* **Work request 1**:
Answer these questions from the review of The Hurt Locker:
(a) In which city and year does the bomb disposal team carry out its missions?
(b) Which actor plays the original team leader?
(c) What is the title of the Kimberly Pierce film the review mentions?
* **Work request 2**: Reproduce the part of the review that runs from "If Vietnam War" to "such riveting intensity.", word for word.

Movie Review: The Hurt Locker
The Hurt Locker (2009)–****
The eagerness to embrace Kathryn Bigelow’s film The Hurt Locker may seem like a direct response to the almost universal rejection of the clumsy, overtly political Iraq War films that we saw hit the screen two years ago. It’s true that The Hurt Locker is not a Lions for Lambs or an In the Valley of Elah. Instead, Bigelow’s tense psychological thriller, set the second year of the Iraq War, will be the picture by which all other Iraq War films are judged.
The film follows an Explosive Ordnance Disposal team on a series of missions in Baghdad in 2004. When the original team leader (Guy Pearce) is killed in an IED blast, Staff Sgt. William James (Jeremy Renner) comes on to lead Sgt. Sanborn (Anthony Mackie) and Specialist Eldriged (Brian Geraghty) into tense situations where a bomb or bombs need defused.
James is a wild man, as other soldiers call him. He appears fearless, but mostly lives off the adrenaline rush of going into situations where he’s likely to end up dead. Sanborn doesn’t like James reckless style, which will either kill James or all of them. As the casualties and unstopped explosions wear on James and his subordinates, they just try and survive, both literally and figuratively, until their tour of duty is over.
If Vietnam War films are about the dehumanizing effects of combat, then Bigelow’s The Hurt Locker is about showing us just how human these soldiers really are. It’s not the first film to paint that picture (Kimberly Pierce’s AWOL soldier movie Stop Loss did that well too). But it is the first to do it with such riveting intensity.
Renner is one of the primary reasons the film is so intense. This recognizable, but under-appreciated character actor has always been fierce without being showy. With James, Renner is able to tap into his obvious talents, but the character also allows him to exhibit a vulnerability that he and the film need.
When we first encounter James, his fearless heroics make it seem as if we’re about to watch a mid-20th century film about a cowboy war hero. Soon, though, we see the chink in his armor. He develops a relationship with a young Iraqi boy, one that will ultimately lead him to a pattern of truly reckless, even self-destructive behavior. The Hurt Locker triumphs because the adrenaline buzz we share with the characters merely pulls us in so that we are forced to reconsider the notion of the motion picture soldier.
The men here aren’t super human. They aren’t made to be inhuman. We don’t cheer their actions or scorn them. Instead we empathize. While that may not be the political statement that some viewers want from an Iraq War film, Bigelow’s ability to make us feel, with staggering force, the effects of modern war on our soldiers may change the way we view this and hopefully all future conflicts. There’s nothing apolitical about that.
The Hurt Locker, starring Jeremy Renner, Anthony Mackie, and Brian Geraghty, with Ralph Fiennes and Guy Pearce, directed by Kathryn Bigelow, is now playing in select cities.

* **Record extracts**:

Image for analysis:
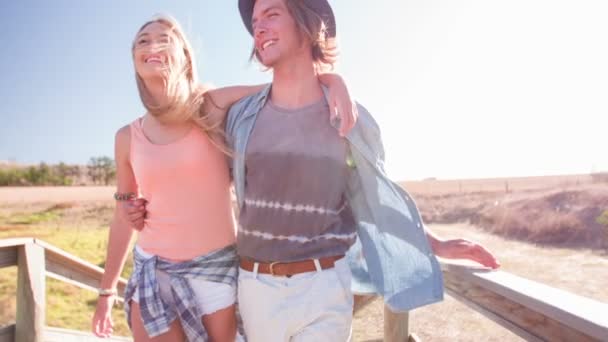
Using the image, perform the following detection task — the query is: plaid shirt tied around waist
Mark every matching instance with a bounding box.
[125,245,238,341]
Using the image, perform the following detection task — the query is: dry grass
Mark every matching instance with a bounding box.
[353,225,608,341]
[0,177,608,341]
[414,184,608,249]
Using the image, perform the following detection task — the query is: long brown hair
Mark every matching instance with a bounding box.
[132,15,229,153]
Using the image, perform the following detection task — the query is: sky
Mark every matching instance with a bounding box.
[0,0,608,180]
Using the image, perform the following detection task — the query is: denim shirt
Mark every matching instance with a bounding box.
[226,85,443,312]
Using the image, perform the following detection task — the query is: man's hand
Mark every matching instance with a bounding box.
[116,198,146,231]
[434,239,500,269]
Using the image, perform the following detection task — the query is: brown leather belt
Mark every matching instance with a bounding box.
[240,254,344,277]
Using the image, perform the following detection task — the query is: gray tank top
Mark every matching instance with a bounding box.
[237,98,356,262]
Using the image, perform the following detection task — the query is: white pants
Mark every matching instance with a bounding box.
[238,258,353,342]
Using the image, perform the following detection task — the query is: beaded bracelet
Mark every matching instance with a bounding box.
[114,192,136,201]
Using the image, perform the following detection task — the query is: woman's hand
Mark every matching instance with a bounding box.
[91,296,115,338]
[319,73,359,137]
[116,198,146,231]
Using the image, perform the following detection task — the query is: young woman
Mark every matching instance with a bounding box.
[92,16,353,341]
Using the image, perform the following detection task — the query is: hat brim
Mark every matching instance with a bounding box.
[239,0,336,38]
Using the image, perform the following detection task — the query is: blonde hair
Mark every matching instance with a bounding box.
[132,14,229,154]
[250,0,338,72]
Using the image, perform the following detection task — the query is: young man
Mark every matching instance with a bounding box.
[226,0,498,342]
[122,0,498,342]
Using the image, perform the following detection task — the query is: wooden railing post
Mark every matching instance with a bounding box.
[384,305,410,342]
[15,242,46,342]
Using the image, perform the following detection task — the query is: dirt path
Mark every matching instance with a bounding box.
[0,186,116,205]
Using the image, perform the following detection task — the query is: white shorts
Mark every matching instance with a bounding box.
[133,245,236,315]
[238,258,353,342]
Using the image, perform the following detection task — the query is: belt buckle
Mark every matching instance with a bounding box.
[268,261,282,277]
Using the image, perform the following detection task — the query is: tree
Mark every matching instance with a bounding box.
[88,156,116,185]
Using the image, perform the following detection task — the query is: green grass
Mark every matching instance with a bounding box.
[0,203,132,335]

* **Response 1**:
(a) Baghdad, 2004
(b) Guy Pearce
(c) Stop Loss

* **Response 2**:
If Vietnam War films are about the dehumanizing effects of combat, then Bigelow’s The Hurt Locker is about showing us just how human these soldiers really are. It’s not the first film to paint that picture (Kimberly Pierce’s AWOL soldier movie Stop Loss did that well too). But it is the first to do it with such riveting intensity.